*** PASSAGE SHOWN
You are a collector of old maps and globes; and a member of several world recognized Institutions, among which the Washington Map Society, the Leonardo da Vinci Society, the International Society for the History of the Map. No one among the people I know has more knowledge to answer this last question, which applies to any event that happened or person who lived 500 years ago (any reference to Christopher Columbus is by no means coincidental). Does it make any sense, is it correct, is it honest, to claim and compel others to judge the world of five centuries ago with the mindset, principles, and attitudes of today?

I thank you for your kind compliment. I think it is a natural development, largely influenced by the media. People interpret history through the glasses they use to watch TV and films every day, and maybe even when reading newspapers. It is important to learn history to know the future. I think there is a saying that history repeats itself. There is a lot of important geographical knowledge in old maps and globes. These reflect the historical interpretation of the time of and before the making of these maps. Not all of them are always very up to date, but they do provide a picture of national influences and historical borders.  It helps to better understand the contemporary situation in many countries of the world. How history and its education are handled in the community is an indicator of how history is valued. It makes no sense to try to reinterpret history with today's values. This tentative reinterpretation may foreshadow how society will evolve.
******
TASKS AND EXERCISES:
1. In the interview about old maps, which institutions does the interviewer name among those the collector belongs to?
2. Carry on the interview about old maps from the point where it stops.
*** PROVIDED INFORMATION
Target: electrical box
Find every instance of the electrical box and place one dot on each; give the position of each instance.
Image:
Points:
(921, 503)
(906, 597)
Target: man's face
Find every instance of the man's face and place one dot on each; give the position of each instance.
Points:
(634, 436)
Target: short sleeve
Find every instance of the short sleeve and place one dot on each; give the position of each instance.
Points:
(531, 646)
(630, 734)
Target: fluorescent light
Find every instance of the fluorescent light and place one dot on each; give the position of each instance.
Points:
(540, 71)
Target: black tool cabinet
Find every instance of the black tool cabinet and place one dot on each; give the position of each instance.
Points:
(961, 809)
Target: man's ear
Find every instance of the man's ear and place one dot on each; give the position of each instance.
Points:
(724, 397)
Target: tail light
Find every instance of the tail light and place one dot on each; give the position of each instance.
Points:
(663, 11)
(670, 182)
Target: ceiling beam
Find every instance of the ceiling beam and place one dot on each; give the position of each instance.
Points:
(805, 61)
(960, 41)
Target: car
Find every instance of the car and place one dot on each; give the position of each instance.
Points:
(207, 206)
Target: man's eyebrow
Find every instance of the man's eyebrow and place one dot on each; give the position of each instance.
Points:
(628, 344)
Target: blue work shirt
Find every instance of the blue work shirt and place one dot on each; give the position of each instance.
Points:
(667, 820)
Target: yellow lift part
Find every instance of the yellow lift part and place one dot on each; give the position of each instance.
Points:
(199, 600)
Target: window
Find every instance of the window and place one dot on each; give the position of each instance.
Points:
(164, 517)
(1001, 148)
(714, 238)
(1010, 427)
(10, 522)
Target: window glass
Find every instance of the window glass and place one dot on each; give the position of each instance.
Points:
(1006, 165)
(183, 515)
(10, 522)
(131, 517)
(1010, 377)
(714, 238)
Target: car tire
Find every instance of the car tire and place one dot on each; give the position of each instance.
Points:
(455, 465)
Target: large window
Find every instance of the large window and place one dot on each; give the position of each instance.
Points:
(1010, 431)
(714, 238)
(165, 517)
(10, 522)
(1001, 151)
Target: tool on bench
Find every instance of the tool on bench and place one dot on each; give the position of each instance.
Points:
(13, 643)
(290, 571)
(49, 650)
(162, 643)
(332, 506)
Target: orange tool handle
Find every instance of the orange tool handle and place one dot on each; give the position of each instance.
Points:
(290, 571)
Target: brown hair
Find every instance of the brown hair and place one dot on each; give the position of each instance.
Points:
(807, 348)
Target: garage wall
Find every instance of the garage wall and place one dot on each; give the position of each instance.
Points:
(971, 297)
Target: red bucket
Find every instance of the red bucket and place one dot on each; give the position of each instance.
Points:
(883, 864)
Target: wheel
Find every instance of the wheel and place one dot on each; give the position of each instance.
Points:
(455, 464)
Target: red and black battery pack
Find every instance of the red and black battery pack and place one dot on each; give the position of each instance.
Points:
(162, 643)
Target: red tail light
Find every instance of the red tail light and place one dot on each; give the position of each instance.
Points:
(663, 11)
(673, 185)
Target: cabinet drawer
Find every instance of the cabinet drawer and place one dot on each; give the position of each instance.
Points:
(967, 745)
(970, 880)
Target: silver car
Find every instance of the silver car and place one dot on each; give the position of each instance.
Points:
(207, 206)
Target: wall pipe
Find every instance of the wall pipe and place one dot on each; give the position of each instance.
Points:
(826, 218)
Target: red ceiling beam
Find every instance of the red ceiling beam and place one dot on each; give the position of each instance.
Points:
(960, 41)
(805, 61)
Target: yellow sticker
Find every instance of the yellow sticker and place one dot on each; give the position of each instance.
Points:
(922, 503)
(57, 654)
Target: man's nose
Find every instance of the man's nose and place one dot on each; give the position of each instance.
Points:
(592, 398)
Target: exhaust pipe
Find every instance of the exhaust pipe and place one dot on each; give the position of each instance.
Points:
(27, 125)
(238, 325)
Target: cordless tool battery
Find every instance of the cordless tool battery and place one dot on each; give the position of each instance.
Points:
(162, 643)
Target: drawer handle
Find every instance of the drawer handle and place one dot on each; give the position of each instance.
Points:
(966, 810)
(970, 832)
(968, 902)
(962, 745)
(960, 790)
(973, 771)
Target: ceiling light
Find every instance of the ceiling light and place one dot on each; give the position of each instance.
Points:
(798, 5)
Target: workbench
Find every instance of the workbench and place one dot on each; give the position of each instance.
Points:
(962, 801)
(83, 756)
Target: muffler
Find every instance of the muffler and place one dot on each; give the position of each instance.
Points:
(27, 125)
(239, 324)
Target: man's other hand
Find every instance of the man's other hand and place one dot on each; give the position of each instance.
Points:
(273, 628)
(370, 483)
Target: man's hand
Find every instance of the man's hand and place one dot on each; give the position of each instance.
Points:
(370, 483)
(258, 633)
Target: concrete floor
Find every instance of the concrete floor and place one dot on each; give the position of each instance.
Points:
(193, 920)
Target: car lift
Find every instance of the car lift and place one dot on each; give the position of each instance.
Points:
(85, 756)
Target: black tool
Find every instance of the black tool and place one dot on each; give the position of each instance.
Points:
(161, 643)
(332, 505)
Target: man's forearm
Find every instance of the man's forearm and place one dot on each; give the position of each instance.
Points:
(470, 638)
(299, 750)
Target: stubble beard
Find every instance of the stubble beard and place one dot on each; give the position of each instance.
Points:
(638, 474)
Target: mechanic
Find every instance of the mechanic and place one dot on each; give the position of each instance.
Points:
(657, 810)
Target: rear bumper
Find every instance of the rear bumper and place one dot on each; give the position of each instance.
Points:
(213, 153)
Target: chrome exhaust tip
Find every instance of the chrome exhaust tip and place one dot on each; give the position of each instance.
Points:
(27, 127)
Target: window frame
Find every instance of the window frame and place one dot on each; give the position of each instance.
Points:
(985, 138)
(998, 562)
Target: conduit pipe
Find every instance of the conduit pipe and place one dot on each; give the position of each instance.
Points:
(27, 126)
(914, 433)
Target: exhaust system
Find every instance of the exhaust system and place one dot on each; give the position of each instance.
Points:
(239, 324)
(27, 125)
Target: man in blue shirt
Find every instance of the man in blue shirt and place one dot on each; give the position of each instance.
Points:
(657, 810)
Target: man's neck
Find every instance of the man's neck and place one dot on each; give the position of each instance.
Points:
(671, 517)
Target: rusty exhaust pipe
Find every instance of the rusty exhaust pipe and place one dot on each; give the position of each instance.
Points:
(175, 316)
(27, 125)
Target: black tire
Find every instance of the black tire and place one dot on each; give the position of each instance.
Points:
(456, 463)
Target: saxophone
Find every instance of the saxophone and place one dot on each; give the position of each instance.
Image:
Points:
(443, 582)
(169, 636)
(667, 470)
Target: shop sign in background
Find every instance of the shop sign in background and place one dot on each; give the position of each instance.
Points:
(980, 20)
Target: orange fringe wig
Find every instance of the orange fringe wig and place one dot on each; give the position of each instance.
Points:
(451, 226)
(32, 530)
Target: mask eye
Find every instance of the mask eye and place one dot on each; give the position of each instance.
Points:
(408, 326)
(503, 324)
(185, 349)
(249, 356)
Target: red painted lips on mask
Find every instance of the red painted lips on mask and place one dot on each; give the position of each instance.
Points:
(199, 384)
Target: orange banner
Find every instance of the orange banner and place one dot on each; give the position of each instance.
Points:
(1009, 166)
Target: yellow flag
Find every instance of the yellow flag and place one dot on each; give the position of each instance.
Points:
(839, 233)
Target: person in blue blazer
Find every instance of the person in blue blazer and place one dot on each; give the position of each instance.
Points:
******
EXPECTED RESULTS:
1. The Washington Map Society, the Leonardo da Vinci Society, and the International Society for the History of the Map.

2.
In Verrazzano´s Italian travelogue, Codex Cèllere, a key document in the history of America, Verrazzano describes what the King of France asked him to do: To find the seaway to China. The Tuscan’s achievement was—as a victorious navigator who graciously made it with his crew and crossed the unknown oceanic waters in a single ship—a first in history.

Less than a century later, in 1607, Chesapeake Bay would be the point of entry for the English immigrants and their successful settlements on the borders of the James River at Jamestown, Virginia. I suspect many people have never heard of Verrazzano nor of his travelogue and its vivid descriptions. The book I wrote serves to make his American history and him better known. It is more than just a repetition of the descriptions. It offers a unique perspective for the reader to better understand Verrazzano´s historical setting and his background. Therefore, it makes more sense to learn to historically assess the world of five centuries ago and, as a result, to understand the thinking, the principles, and the attitudes of the time past to better comprehend the present.

Coincidentally, Ettore Ximenes' (1855-1926) magisterial 1909 bronze monument of Giovanni da Verrazzano in Battery Park in New York stands on a 1952 pedestal. It is made of granite taken from Deer Island, one of the three islands named after the Navarrese princesses to which the Tuscan referred in his travelogue.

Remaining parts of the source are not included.